• [PROBLEM DESCRIPTION] Please copy out every line in the records below that includes the word "hair".
# # # # #
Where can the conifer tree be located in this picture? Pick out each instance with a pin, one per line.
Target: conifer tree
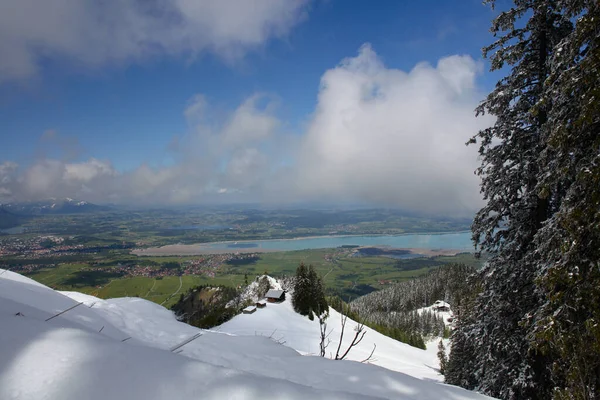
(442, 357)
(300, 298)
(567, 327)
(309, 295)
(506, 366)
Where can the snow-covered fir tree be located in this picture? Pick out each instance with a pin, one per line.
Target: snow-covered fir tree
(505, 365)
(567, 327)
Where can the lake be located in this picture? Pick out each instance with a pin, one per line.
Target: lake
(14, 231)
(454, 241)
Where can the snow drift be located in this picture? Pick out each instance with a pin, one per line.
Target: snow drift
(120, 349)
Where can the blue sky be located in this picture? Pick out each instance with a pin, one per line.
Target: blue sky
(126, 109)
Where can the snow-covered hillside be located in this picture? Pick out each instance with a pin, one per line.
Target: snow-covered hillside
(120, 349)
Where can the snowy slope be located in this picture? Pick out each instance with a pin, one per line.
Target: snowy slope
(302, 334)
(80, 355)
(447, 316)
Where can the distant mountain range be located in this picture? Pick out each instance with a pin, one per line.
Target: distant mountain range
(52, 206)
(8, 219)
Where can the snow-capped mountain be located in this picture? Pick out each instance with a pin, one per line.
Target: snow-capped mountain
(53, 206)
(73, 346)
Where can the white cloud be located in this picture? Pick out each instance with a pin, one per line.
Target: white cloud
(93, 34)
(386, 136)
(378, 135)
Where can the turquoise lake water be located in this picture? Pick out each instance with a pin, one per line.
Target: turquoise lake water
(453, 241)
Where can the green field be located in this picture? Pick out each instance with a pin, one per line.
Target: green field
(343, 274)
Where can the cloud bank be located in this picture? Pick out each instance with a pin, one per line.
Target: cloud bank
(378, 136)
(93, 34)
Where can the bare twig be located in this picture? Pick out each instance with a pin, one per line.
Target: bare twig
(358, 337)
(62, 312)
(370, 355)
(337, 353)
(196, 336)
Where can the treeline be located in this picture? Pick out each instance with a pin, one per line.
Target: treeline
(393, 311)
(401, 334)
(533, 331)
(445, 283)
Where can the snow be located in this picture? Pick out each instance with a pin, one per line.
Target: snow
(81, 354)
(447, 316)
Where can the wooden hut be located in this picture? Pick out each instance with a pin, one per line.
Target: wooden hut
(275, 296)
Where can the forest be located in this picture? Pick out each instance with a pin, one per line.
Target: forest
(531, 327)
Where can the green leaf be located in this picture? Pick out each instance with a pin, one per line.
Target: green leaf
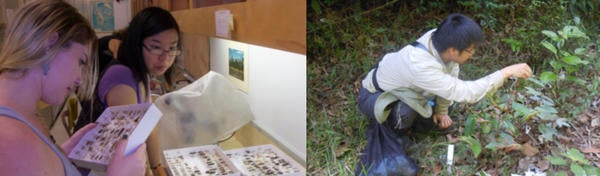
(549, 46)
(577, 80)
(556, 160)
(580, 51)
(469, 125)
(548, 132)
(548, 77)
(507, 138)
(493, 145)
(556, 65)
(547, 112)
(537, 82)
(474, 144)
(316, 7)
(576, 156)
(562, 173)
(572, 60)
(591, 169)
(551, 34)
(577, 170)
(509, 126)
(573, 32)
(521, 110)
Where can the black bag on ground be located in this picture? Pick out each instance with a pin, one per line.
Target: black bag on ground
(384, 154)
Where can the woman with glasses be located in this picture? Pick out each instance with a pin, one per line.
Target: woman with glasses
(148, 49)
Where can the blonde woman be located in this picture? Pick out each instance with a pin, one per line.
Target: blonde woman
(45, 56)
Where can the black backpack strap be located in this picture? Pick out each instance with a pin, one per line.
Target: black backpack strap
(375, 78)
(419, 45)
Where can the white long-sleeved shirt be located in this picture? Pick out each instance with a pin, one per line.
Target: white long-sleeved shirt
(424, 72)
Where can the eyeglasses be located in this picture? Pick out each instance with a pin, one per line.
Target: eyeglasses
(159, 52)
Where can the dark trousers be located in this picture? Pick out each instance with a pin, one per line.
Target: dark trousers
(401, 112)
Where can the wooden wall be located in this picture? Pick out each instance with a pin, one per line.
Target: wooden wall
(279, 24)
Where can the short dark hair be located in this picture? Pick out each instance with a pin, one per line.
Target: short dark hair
# # # # #
• [SOLUTION]
Where can the short dark hair be located in this picture? Pick out each instance with a pin, one per line.
Target: short dark hair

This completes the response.